### EXERCISE OBJECTIVE
List every line of the records below that contains the string "metal". Case counts.

## BEGIN

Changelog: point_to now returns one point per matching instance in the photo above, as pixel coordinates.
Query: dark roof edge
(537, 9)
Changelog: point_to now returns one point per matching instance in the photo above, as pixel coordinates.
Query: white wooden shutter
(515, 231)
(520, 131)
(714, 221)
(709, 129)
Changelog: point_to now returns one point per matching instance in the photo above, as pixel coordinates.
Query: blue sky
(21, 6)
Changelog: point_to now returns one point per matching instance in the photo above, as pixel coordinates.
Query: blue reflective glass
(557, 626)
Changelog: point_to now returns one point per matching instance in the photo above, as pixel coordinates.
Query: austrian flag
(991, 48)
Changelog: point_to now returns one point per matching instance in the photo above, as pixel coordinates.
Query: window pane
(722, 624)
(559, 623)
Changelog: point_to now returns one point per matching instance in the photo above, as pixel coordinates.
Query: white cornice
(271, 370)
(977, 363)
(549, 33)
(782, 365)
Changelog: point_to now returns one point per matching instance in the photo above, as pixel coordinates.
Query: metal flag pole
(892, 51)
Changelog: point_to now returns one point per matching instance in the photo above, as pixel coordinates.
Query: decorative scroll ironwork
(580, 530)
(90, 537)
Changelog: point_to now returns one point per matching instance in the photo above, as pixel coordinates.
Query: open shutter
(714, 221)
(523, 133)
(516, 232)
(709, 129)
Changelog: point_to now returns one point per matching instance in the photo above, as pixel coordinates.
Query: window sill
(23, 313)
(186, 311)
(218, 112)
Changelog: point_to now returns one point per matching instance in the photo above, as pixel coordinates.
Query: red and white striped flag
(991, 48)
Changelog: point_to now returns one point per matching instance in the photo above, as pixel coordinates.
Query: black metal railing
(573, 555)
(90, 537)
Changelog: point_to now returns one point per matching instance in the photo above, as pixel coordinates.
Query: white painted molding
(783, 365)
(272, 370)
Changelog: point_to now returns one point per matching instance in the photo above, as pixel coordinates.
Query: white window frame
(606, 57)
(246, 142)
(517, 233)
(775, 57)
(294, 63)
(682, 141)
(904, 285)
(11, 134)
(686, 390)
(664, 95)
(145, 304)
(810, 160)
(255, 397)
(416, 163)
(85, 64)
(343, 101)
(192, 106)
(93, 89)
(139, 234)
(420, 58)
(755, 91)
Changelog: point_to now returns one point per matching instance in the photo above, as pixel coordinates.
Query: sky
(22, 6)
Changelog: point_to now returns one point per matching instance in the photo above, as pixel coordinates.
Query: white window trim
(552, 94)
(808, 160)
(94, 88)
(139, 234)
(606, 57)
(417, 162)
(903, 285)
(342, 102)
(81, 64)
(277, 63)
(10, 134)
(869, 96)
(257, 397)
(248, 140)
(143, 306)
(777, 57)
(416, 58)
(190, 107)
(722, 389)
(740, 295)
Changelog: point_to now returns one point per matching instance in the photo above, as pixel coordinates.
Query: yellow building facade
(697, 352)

## END

### SOLUTION TO THIS PROBLEM
Query: metal flag pole
Query: black metal railing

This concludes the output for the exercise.